EXERCISE BRIEF.
Write the next part of the article on diet and PFAS chemical exposure, starting right after its last sentence.

Healthier dietary habits may help decrease the risk of adverse health outcomes from exposure to common chemicals used for their nonstick and flame-retardant properties in consumer products such as food packaging and cosmetics.
Wayne State University School of Medicine medical student Stephanie Morgan studied exposure to per- and polyfluoroalkyl substances, known as PFAS, while working in the laboratory of Assistant Professor of Pharmacology Michael Petriello, Ph.D., who is also affiliated with WSU's Institute of Environmental Health Sciences.
“For me, the most interesting part of this research is discovering methods to mitigate the toxicity of environmental pollutants in ways that improve overall health and prevention of diseases,” Morgan said. “This is especially important to me in the context of our urban, industrial community and poor health status of our community members.”
“Effect of lifestyle-based lipid lowering interventions on the relationship between circulating levels of per-and polyfluoroalkyl substances and serum cholesterol” was published in the March 2023 issue of “Environmental Toxicology and Pharmacology.”
PFAS chemicals are used in a variety of consumer products, including food packaging, non-stick cookware, paints and cosmetics, as well as in military fire-fighting foams.
“Exposure to these chemicals has been linked to multiple adverse health outcomes, including increased circulating total cholesterol and low-density lipoprotein cholesterol, both of which are risk factors for cardiovascular disease,” said Morgan, who is the study’s first author.
The bio-behavioral lifestyle intervention study followed participants for six months in Lexington, Ky., where at the University of Kentucky Dr. Petriello previously completed his doctorate in 2015 and worked as a postdoctoral fellow from 2016 to 2019.
The participants incorporated a lipid-lowering lifestyle and dietary intervention. Researchers compared levels of PFAS at baseline with levels at the end of the intervention. The results showed decreased levels of total cholesterol in parallel with decreased levels of several PFAS chemicals after the intervention, as well as changes in PFAS-protein binding in serum after circulating lipid reduction.

GIVEN DATA.

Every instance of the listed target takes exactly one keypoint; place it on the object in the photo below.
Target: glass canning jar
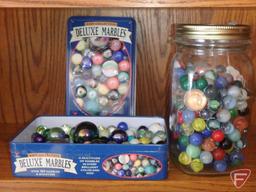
(212, 80)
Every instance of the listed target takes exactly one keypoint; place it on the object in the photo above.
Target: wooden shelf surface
(127, 3)
(177, 181)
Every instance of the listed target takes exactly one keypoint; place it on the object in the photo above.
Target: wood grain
(32, 56)
(127, 3)
(177, 181)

ANSWER FOR THIS EXERCISE.
The Petriello lab is working to understand the mechanisms that link nutrition and toxicology, which may lead to translatable prevention strategies to limit pollutant-induced metabolic disorders such as diabetes, obesity and cardiovascular disease, especially in at-risk populations.
Morgan reached out to Dr. Petriello in October 2020 interested in his environmental epidemiological studies. "Stephanie was a very hardworking and independent trainee and she brought a great positive attitude to our lab dynamic," he said. "Her hard work paid off as she was a recipient of a 2021 Medical Student Research Fellowship and recently had a manuscript published as first author."
Morgan joined the project in the summer of 2021.
“Opportunities to participate in this level of clinical research are hard to come by and finding the right fit with a lab group and principal investigator who share your interests and passions is even more difficult,” she said. “At the Wayne State University School of Medicine, we are fortunate to have lectures given by a multitude of professors and experienced researchers, all of whom are accepting and encouraging to medical student participation. Dr. Petriello has not only helped advance my skills as a researcher, he has also fostered my interest in environmental toxicology and supported my professional growth. The opportunity and responsibility that have been given to me through this research will without a doubt make me a better and more curious physician.”
To follow up, the team will investigate the mechanism behind the redistribution of PFAS among proteins associated with lipid-lowering health interventions.
“Additionally, as some individuals within the Detroit population have been shown to have elevated serum levels of PFAS, we plan to investigate associated adverse health outcomes in our community,” Morgan said.
In partnership with Henry Ford Health, the team also will examine associations of PFAS exposure with maternal perinatal gut microbiome alterations and adverse maternal-fetal outcomes, including low birth weight and pre-term birth.